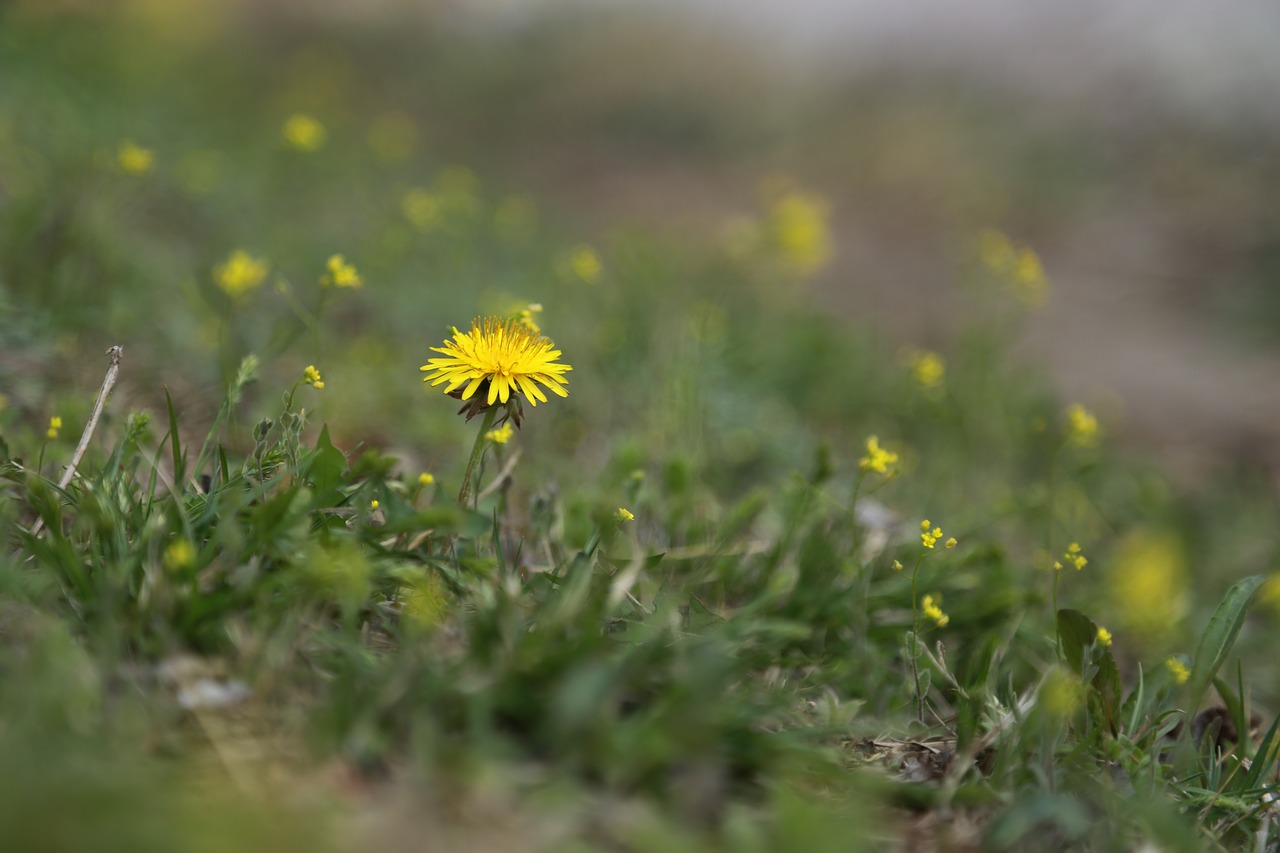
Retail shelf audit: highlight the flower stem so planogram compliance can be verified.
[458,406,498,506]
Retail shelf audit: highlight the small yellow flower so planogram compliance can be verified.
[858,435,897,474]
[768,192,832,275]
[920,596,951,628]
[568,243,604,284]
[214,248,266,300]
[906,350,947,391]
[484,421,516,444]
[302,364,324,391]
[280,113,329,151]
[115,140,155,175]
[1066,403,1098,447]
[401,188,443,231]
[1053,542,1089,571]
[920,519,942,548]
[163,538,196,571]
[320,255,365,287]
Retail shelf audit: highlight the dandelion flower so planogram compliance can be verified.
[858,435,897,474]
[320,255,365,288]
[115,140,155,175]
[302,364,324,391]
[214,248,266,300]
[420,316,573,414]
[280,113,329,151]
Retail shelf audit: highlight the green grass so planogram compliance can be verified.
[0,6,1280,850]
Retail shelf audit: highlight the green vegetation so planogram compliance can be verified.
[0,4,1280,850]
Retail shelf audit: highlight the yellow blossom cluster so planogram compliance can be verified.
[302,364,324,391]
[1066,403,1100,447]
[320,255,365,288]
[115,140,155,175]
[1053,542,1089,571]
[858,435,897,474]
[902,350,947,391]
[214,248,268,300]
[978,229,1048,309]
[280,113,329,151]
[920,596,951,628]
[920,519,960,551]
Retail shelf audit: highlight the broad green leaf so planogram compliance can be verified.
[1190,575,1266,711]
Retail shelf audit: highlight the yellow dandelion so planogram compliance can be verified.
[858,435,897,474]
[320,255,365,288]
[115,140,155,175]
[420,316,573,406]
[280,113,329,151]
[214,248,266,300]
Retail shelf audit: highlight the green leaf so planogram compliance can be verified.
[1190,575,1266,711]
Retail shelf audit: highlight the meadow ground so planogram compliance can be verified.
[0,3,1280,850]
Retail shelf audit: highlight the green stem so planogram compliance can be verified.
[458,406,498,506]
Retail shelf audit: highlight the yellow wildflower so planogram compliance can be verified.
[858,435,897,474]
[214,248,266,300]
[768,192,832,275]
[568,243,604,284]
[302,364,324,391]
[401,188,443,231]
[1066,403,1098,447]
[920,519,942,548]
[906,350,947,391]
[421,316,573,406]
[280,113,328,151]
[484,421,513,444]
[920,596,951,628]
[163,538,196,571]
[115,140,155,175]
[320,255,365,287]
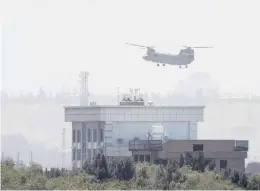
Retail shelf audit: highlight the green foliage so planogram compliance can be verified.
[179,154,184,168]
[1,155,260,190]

════════════════════

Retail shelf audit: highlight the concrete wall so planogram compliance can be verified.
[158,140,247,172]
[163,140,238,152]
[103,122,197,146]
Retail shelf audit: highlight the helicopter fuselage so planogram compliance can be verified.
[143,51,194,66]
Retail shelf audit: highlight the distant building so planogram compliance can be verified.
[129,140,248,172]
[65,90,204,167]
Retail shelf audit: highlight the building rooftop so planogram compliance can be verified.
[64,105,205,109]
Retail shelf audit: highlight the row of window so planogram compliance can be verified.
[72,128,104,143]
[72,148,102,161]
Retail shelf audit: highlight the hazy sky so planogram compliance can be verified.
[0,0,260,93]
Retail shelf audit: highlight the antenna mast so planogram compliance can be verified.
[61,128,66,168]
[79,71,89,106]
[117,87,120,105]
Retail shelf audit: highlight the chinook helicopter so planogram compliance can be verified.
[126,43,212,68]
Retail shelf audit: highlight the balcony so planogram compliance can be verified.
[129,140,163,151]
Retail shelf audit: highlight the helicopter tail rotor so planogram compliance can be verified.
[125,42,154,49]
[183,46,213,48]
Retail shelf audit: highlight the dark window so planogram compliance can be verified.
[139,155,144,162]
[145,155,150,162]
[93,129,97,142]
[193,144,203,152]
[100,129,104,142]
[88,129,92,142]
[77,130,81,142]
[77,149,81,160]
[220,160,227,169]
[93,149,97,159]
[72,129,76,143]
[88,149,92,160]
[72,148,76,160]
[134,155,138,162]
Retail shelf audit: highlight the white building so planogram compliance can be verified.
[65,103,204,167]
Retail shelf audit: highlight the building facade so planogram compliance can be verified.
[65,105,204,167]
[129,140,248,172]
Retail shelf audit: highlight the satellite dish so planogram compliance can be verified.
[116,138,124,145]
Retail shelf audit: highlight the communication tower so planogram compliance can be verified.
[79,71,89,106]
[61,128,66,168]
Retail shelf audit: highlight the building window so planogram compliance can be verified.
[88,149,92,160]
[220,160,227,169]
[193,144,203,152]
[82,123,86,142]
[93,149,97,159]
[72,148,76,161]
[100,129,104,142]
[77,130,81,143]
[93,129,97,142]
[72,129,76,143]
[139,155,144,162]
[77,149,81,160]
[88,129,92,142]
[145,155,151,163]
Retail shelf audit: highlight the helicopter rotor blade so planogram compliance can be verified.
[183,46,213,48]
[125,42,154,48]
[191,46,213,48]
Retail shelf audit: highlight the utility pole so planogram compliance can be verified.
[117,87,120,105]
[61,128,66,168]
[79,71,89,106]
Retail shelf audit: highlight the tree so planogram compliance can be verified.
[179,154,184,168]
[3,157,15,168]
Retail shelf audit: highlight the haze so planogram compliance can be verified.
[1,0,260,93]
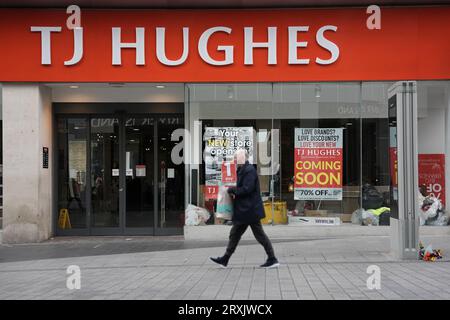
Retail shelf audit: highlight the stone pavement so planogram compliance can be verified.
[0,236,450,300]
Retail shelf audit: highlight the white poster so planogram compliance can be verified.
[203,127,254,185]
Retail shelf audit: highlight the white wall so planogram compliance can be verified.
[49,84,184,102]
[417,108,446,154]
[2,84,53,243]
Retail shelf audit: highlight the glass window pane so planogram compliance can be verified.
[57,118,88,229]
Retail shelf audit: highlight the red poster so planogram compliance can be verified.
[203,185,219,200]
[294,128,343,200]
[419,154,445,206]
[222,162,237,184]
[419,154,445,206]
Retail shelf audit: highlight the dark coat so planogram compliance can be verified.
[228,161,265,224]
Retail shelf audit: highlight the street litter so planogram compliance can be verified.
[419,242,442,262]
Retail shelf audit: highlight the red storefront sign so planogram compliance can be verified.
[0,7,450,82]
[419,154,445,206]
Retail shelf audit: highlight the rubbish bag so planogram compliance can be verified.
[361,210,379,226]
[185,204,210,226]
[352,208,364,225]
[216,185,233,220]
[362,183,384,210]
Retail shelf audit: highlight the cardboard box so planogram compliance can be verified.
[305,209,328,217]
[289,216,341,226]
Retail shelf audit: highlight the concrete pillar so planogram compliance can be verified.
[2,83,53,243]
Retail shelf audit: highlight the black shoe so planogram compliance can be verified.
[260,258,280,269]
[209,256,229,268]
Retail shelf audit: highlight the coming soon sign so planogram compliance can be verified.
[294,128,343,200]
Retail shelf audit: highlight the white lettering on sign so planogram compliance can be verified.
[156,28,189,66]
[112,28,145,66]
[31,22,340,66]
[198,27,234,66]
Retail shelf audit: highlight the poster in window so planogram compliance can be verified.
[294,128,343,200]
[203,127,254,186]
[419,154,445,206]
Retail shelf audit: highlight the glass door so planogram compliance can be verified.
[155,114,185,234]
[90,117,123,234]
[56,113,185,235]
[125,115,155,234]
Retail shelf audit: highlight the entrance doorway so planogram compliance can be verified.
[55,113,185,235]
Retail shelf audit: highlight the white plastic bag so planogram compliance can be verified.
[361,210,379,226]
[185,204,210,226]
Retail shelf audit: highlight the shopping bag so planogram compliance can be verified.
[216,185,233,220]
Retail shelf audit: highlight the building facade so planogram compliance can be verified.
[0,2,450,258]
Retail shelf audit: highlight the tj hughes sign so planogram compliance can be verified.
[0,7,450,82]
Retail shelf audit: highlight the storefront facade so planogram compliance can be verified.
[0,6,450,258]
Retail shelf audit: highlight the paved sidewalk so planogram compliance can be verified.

════════════════════

> To be done: Add 88 to every bounding-box coordinate in the items, starting at the line that has "Retail shelf audit: highlight the dandelion" and ending after the line that has "[0,4,1280,850]". Write out all of those lines again, with the request lines copied unchanged.

> Worked solution:
Retail shelf audit: highlight the dandelion flower so planogram compliance can be verified.
[946,523,985,562]
[408,343,453,376]
[203,228,243,263]
[390,452,412,479]
[302,336,354,388]
[508,404,661,502]
[368,201,417,239]
Retail shelf audit: highlight the green grass so planogram compliance can be verified.
[88,94,1368,938]
Retail shelf audit: highlight the green vegetation so planogram compliance can be verified.
[88,92,1368,938]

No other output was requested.